- **Aim 1**: Before the text and records below, count how many lines of the records contain the string "glass" and reply with only that number.

- **Text**:

%%

How did glory depart from this world? Take, for example, the first generation of settlers in Hebron, law-abiding, innocent and honest, who established, with authorization, Kiryat Arba, the Avraham Avinu quarter, Tel Rumeida and the various farms. That magnificent generation beat up soldiers, imprisoned Palestinians in the industrial zone, smashed the windows of their Palestinian neighbors, took over the vegetable market and kept tens of thousands of Hebron's residents in their sealed city. A fine generation, which created parallel laws. But back then their mission was steeped in messianic vision, which even allowed for the establishment of a heroic underground that blew off the legs of mayors with bombs.

That is the generation that became "the leadership" and now it realizes that it has no one left to lead. The first to gnaw away at its authority were the romantic hilltop youth. Girls in scarves and long skirts and boys with their joyful ritual fringes, who had absorbed the lessons of their fathers - the "young lions" as Yasser Arafat used to call the younger generation of Fatah, which the senior generation, growing old and staid, had educated.

%%

- **Entries shown**:
%%

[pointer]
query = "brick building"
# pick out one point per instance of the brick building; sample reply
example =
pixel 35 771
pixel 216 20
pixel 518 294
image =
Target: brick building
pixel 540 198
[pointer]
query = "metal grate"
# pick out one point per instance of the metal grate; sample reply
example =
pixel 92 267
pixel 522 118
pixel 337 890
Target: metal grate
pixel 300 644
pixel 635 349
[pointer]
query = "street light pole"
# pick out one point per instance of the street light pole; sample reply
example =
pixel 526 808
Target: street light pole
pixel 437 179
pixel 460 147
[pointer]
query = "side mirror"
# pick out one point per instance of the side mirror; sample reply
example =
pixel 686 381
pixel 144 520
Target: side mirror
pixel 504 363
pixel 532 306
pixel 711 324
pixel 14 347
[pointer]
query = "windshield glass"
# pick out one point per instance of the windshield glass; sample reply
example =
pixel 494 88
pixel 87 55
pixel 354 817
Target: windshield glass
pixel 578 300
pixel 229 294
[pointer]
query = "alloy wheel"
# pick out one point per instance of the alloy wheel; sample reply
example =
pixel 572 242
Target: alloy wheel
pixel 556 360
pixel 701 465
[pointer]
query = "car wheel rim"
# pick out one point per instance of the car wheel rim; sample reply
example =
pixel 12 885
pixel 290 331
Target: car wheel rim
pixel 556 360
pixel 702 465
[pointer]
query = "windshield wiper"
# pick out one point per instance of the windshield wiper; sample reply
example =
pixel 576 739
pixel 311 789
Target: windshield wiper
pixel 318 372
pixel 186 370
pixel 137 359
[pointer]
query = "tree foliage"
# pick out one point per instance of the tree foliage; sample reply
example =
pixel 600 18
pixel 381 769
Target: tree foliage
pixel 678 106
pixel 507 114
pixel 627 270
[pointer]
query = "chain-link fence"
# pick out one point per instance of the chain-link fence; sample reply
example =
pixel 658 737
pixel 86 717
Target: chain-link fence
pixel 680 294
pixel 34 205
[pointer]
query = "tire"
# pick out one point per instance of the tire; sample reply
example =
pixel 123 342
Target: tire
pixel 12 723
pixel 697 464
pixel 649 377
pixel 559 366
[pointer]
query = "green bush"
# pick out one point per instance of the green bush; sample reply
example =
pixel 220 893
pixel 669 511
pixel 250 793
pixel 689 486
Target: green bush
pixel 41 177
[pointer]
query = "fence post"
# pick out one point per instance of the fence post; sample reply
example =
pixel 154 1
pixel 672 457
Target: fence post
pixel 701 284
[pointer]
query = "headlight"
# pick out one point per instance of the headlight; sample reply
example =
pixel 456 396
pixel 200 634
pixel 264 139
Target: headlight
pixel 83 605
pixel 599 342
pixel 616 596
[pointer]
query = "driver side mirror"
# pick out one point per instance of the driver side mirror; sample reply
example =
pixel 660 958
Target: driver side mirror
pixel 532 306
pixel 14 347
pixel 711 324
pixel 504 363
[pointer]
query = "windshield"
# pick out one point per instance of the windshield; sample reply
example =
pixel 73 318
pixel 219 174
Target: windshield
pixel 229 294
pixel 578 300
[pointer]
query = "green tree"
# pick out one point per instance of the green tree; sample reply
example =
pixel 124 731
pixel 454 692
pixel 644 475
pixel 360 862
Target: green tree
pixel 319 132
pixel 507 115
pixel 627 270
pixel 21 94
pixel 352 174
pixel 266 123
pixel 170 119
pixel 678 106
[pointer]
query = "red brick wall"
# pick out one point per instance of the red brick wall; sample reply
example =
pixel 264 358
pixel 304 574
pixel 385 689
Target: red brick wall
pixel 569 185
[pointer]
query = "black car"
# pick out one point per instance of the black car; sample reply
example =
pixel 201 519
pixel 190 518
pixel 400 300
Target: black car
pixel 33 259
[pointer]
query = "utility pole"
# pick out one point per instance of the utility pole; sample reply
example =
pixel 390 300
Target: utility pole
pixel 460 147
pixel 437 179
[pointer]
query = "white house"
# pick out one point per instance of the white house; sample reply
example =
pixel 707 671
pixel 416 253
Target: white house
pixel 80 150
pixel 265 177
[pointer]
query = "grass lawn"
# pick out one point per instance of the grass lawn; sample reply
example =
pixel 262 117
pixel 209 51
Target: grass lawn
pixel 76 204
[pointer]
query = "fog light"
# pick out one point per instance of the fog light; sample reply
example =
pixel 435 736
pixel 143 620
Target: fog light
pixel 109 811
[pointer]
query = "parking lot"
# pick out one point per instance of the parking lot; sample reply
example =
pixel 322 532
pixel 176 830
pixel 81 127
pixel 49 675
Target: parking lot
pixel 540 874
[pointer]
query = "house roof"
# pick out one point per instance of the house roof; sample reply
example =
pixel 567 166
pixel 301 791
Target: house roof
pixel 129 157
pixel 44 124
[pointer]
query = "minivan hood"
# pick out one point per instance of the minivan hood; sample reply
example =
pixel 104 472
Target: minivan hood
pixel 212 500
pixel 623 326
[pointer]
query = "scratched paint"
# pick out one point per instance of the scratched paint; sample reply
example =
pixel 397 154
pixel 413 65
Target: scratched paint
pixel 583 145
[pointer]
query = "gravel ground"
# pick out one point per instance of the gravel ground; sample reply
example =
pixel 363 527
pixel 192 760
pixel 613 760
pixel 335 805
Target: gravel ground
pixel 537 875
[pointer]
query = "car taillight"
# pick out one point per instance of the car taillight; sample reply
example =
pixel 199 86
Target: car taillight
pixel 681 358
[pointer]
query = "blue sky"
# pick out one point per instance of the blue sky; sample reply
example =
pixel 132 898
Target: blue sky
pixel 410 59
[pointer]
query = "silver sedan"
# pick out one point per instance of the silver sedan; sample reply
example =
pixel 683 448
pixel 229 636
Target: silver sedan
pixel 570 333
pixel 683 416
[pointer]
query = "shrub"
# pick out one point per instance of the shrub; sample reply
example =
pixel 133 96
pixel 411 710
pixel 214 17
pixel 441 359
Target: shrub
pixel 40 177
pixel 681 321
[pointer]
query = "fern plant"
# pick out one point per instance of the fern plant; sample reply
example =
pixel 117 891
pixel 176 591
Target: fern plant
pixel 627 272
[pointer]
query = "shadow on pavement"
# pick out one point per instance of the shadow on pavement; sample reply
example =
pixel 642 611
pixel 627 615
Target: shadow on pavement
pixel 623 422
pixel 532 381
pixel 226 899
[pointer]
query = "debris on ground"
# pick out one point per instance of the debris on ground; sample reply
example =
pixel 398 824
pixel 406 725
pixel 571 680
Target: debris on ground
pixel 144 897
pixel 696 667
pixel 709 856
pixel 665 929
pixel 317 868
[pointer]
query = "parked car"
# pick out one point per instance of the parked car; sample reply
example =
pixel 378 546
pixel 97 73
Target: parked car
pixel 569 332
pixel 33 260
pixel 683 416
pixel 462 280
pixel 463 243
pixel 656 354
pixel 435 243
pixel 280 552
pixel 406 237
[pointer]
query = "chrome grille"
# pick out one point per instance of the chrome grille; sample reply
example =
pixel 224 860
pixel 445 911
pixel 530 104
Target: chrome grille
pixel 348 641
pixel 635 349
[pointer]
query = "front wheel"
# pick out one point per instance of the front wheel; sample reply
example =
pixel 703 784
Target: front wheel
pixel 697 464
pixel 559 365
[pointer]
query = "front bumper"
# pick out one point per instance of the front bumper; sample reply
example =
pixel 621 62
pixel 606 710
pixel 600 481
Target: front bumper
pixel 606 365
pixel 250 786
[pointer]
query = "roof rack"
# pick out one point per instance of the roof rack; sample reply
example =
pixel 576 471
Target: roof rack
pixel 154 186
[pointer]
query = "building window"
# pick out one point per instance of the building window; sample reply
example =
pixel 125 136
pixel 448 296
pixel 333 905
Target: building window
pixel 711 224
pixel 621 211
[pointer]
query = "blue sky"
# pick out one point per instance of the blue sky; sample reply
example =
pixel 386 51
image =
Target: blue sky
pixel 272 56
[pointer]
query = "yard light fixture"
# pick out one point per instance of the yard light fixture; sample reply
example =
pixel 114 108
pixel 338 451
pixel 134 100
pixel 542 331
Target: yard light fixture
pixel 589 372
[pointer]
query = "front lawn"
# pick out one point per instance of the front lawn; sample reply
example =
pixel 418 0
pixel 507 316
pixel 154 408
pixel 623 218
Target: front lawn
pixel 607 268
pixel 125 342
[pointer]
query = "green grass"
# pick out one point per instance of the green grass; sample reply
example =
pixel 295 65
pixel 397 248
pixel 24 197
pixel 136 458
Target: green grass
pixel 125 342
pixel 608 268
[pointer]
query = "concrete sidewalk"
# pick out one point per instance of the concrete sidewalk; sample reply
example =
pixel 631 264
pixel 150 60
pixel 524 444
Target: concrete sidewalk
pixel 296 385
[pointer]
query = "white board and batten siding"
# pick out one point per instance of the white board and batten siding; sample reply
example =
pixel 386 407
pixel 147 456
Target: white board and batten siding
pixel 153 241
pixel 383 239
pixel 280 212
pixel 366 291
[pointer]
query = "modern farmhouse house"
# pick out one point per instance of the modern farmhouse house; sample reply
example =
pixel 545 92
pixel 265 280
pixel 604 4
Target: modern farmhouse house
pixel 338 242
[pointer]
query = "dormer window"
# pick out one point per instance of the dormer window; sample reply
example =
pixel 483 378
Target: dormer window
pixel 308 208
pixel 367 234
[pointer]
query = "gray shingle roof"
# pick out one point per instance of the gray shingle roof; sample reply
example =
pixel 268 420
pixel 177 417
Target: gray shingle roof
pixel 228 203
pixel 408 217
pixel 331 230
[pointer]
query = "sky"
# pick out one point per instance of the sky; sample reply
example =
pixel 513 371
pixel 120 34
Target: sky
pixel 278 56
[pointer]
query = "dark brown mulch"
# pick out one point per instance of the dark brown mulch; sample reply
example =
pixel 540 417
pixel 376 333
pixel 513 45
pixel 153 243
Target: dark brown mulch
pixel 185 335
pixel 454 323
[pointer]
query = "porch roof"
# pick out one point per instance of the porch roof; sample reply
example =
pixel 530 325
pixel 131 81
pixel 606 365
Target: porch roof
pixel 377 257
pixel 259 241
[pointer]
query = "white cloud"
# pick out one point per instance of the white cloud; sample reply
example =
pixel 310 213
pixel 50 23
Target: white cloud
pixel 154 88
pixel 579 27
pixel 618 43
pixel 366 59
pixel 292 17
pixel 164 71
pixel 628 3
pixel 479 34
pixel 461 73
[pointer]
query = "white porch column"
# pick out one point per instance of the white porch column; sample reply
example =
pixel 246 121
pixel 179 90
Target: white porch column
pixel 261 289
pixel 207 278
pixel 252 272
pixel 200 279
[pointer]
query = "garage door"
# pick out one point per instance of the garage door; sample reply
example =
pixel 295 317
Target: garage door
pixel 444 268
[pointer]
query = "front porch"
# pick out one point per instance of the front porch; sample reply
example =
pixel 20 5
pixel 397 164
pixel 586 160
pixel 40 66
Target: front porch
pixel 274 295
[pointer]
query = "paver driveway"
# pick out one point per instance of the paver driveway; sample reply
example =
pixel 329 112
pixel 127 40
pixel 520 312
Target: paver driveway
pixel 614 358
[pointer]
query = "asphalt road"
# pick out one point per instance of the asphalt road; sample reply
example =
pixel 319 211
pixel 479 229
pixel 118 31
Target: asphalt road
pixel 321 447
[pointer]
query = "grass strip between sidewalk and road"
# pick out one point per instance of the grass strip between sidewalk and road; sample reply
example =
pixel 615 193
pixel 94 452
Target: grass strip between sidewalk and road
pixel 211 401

%%

- **Aim 2**: Copy the text about the Hebron settlers above word for word, starting with "How did glory" and going on through "mayors with bombs.".

- **Exercise result 1**: 3

- **Exercise result 2**:
How did glory depart from this world? Take, for example, the first generation of settlers in Hebron, law-abiding, innocent and honest, who established, with authorization, Kiryat Arba, the Avraham Avinu quarter, Tel Rumeida and the various farms. That magnificent generation beat up soldiers, imprisoned Palestinians in the industrial zone, smashed the windows of their Palestinian neighbors, took over the vegetable market and kept tens of thousands of Hebron's residents in their sealed city. A fine generation, which created parallel laws. But back then their mission was steeped in messianic vision, which even allowed for the establishment of a heroic underground that blew off the legs of mayors with bombs.